----- Supplied entries -----

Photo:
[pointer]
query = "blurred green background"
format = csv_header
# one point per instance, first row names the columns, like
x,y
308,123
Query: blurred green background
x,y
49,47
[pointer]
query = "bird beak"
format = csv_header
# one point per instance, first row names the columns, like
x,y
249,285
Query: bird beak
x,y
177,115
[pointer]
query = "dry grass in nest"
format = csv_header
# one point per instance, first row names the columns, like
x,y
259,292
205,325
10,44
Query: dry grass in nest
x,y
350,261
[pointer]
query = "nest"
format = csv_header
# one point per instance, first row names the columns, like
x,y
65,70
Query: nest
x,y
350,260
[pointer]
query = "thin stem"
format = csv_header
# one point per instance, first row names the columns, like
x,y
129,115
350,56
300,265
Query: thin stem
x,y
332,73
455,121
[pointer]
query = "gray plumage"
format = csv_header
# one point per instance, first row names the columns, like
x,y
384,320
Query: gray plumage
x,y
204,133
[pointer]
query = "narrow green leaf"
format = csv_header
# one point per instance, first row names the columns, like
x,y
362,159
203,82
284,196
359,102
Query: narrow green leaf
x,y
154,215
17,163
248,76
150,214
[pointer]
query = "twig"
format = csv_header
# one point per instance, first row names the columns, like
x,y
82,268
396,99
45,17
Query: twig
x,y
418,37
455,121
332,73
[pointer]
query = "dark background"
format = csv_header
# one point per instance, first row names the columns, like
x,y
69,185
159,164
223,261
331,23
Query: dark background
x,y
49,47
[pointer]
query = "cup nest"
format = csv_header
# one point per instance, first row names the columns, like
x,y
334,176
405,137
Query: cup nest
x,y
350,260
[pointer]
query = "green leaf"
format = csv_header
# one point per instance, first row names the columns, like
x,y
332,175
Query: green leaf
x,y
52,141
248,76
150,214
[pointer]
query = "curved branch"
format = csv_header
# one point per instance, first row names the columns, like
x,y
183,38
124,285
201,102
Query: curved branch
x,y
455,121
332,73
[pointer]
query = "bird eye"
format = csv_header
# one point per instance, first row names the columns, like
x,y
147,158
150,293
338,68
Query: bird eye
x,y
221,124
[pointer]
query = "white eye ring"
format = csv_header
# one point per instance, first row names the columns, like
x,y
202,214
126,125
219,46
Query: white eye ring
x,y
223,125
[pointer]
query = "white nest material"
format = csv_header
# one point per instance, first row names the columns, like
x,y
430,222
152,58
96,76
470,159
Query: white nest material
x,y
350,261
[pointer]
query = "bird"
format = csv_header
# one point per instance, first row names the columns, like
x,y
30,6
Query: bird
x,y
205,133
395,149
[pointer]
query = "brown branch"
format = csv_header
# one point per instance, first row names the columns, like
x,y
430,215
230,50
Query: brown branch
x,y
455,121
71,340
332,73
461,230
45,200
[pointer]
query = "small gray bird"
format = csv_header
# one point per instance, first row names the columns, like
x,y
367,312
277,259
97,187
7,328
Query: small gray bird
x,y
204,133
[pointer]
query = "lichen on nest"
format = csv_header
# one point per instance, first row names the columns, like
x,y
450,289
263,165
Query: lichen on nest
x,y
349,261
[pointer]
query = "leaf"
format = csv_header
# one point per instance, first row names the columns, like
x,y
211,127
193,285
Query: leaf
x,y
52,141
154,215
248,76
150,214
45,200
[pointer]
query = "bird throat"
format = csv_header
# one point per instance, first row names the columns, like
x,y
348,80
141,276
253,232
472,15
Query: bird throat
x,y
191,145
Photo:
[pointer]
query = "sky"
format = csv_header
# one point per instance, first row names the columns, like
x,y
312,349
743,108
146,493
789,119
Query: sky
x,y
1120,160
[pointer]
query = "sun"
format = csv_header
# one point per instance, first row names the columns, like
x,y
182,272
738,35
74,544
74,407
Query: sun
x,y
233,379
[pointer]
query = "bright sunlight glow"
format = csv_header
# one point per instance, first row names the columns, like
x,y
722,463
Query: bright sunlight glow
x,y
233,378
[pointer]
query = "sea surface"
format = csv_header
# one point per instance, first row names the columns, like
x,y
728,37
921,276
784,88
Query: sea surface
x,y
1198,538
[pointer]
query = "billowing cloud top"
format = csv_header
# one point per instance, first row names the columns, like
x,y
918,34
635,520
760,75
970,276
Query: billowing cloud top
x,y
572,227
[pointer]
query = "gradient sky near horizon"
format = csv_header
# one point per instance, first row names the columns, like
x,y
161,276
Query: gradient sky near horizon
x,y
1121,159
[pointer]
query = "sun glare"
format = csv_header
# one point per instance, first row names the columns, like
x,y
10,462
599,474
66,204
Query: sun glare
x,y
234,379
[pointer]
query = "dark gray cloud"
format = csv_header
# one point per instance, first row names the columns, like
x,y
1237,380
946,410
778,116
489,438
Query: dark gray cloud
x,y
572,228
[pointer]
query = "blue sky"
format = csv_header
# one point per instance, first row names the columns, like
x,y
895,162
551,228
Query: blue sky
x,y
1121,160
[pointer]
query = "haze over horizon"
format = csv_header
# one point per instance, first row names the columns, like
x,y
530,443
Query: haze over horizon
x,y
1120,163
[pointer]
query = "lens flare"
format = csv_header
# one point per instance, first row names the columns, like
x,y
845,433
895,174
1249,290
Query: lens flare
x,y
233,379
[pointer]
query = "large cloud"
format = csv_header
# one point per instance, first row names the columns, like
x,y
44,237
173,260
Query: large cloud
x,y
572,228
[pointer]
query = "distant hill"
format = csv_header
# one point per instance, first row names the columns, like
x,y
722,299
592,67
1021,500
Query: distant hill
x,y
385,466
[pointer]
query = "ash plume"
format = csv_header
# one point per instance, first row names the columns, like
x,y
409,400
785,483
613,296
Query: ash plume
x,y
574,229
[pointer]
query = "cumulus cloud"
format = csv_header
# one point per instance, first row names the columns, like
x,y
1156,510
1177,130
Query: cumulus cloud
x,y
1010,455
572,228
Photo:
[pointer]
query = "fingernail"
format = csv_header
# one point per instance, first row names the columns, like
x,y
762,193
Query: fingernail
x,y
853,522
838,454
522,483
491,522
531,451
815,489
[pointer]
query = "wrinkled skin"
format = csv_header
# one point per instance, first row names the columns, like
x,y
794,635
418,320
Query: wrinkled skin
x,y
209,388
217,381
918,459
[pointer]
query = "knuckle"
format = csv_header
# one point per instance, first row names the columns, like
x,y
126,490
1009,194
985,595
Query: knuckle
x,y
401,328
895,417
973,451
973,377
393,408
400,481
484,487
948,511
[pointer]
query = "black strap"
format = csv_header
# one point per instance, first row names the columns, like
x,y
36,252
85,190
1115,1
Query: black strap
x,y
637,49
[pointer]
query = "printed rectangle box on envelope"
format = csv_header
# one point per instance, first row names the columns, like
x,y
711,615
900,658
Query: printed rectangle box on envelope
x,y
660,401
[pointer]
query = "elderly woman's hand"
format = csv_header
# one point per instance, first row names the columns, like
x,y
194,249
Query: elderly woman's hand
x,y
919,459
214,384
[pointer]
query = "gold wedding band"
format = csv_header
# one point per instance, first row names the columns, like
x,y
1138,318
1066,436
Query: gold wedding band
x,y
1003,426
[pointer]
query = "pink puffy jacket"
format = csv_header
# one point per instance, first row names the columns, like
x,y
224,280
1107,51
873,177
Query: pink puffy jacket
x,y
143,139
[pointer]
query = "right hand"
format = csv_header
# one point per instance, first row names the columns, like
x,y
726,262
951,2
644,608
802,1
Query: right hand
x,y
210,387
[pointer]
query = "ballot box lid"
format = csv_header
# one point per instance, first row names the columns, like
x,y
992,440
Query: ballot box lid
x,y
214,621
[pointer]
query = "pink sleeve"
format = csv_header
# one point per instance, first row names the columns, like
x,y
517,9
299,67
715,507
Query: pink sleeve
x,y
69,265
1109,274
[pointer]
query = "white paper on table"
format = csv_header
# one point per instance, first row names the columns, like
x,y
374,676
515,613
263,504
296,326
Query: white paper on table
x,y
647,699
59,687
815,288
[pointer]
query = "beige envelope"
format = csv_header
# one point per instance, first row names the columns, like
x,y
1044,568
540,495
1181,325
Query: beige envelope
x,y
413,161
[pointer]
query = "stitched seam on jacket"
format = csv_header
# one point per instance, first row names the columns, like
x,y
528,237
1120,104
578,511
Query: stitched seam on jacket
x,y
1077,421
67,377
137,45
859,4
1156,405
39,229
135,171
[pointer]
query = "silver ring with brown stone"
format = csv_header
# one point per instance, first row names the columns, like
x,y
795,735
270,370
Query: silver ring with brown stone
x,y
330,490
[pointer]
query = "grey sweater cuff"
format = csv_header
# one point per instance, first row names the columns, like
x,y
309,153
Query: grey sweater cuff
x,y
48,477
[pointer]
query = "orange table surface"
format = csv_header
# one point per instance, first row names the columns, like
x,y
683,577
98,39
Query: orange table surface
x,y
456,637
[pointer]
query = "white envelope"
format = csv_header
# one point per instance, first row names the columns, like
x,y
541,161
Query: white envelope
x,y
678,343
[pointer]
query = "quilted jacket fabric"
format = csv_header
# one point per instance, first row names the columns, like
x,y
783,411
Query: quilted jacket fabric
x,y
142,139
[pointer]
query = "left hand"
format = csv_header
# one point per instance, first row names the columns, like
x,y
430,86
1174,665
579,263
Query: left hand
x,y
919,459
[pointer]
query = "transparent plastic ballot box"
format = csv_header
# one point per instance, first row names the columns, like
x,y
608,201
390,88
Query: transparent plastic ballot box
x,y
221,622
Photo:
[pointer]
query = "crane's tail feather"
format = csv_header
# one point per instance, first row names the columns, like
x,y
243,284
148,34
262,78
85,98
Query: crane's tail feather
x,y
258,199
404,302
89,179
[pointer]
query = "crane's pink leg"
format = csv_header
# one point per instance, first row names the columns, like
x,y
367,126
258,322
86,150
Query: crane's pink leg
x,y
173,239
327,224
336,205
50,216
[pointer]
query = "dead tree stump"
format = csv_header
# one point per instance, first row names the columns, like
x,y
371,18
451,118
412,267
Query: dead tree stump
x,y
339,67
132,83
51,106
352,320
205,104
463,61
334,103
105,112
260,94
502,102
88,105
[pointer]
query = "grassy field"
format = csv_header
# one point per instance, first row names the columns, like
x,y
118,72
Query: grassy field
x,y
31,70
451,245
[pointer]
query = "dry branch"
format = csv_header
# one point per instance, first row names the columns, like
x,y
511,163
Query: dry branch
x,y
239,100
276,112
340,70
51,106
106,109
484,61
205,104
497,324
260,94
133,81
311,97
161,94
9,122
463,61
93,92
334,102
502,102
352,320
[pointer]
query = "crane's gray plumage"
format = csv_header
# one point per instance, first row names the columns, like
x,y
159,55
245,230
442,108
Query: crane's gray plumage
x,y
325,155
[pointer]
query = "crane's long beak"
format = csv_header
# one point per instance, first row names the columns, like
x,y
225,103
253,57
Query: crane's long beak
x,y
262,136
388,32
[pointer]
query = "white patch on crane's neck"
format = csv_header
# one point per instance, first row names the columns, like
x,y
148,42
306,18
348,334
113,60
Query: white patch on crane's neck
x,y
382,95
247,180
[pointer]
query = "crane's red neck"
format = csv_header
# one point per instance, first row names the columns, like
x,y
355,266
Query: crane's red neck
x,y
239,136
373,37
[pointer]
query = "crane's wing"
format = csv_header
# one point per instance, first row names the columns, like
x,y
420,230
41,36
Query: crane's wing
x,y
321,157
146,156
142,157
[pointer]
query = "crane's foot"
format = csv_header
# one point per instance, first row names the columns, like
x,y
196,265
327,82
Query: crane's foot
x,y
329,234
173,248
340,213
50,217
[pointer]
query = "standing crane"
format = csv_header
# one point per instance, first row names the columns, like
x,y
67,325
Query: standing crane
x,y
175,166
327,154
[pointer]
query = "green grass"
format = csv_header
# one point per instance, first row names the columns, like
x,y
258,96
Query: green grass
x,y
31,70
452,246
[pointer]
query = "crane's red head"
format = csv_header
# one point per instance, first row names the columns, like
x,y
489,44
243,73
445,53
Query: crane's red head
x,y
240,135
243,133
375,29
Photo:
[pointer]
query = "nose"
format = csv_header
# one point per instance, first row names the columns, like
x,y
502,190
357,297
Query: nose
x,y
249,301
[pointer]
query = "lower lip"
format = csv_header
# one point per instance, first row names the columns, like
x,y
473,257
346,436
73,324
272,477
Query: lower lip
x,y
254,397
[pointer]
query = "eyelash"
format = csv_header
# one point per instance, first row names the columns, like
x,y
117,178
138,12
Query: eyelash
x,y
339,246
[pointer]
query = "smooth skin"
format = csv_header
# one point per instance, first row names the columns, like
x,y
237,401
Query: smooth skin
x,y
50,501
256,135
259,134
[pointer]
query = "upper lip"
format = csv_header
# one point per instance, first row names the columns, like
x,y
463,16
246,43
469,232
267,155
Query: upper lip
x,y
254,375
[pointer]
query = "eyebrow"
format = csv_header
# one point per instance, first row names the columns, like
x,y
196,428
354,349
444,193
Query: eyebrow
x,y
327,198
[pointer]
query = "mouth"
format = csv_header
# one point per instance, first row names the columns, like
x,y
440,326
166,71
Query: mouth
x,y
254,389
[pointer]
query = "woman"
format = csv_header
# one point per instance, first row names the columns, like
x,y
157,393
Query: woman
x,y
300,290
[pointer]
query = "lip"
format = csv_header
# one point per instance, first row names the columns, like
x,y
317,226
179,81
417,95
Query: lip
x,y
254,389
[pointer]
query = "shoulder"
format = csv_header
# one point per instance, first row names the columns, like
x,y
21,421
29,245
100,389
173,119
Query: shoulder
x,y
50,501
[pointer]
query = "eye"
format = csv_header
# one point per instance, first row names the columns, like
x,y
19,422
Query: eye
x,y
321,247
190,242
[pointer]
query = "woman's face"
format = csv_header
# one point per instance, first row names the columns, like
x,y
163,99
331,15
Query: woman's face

-----

## Short task
Which lines in the entries above contain the word "printed"? Pull out each of them.

## Worked solution
query = "printed rectangle box on envelope"
Query: printed rectangle box on envelope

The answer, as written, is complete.